→ WRITTEN TASK
Please state how many lines of the records contain the string "each", treating uppercase and lowercase as different, and give only the number.

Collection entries
____
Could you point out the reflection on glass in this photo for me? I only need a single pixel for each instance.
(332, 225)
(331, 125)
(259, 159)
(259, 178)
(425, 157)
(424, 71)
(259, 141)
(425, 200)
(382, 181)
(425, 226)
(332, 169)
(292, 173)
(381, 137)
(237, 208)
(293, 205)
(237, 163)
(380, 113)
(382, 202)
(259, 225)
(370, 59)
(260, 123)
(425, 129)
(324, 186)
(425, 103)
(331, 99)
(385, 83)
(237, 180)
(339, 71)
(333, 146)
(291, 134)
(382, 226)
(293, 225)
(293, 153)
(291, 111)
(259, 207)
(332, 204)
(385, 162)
____
→ WRITTEN SOLUTION
1